**Data records:**

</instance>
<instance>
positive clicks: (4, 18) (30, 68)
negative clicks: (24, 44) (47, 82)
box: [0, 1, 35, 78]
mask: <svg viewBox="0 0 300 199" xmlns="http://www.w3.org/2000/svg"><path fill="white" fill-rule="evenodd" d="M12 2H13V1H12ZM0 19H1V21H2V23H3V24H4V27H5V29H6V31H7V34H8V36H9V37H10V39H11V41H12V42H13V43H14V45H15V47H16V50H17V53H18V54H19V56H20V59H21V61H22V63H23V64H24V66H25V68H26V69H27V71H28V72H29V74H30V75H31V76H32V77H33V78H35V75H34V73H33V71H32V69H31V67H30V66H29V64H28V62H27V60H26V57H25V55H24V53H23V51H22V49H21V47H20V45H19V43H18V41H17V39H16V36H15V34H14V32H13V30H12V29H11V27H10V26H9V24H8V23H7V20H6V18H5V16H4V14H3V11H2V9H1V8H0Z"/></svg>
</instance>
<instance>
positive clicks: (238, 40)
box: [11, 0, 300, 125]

**Task statement:** Count the lines in the items above that contain the string "clicks", matching case exactly, and reply with the number alone.

**Written solution:** 3